**TASKS TO PERFORM:**
(a) List every sentence in the passage on Parkinson’s disease that names Parkinson’s disease, copying each sentence in full.
(b) Please print the part of the passage on Parkinson’s disease that begins at the words "In other words, Parkinson’s" and stop after "the responses match.".

There is no clear difference between the Simon effect on errors between people with Parkinson’s disease and healthy controls. The interference control is very similar. However, people with Parkinson’s disease are unable to resolve the conflict even when they receive more time. This means that with a slower reaction time, the suppression does not become more proficient.

In other words, Parkinson’s disease impairs selective suppression. This means that they are less able to resolve the conflict. However, this is only apparent when time is taken into account. In Parkinson’s disease, there is a reduction in the capacity to suppress automatic capture by conflicting responses and this increases interference during response selection.

The feature integration model states that features of a stimulus and the response to it for each trial are coded into a memory event that can be activated by overlapping features in the subsequent trial. When one or more features of the memory event are present in the next trial, then the memory event is activated and this produces facilitation effects depending on whether the feature and the responses match.

**DATASET EXCERPT:**
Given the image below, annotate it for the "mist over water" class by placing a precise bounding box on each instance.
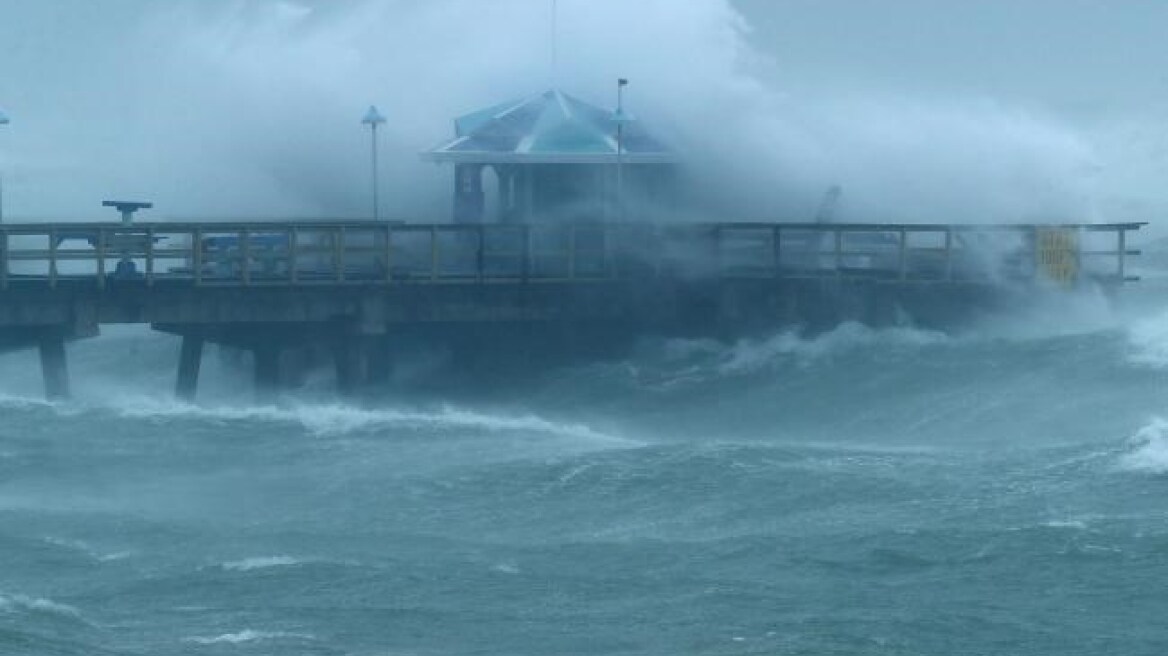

**YOUR WRITTEN ANSWERS:**
(a)
1. There is no clear difference between the Simon effect on errors between people with Parkinson’s disease and healthy controls.
2. However, people with Parkinson’s disease are unable to resolve the conflict even when they receive more time.
3. In other words, Parkinson’s disease impairs selective suppression.
4. In Parkinson’s disease, there is a reduction in the capacity to suppress automatic capture by conflicting responses and this increases interference during response selection.

(b)
In other words, Parkinson’s disease impairs selective suppression. This means that they are less able to resolve the conflict. However, this is only apparent when time is taken into account. In Parkinson’s disease, there is a reduction in the capacity to suppress automatic capture by conflicting responses and this increases interference during response selection.

The feature integration model states that features of a stimulus and the response to it for each trial are coded into a memory event that can be activated by overlapping features in the subsequent trial. When one or more features of the memory event are present in the next trial, then the memory event is activated and this produces facilitation effects depending on whether the feature and the responses match.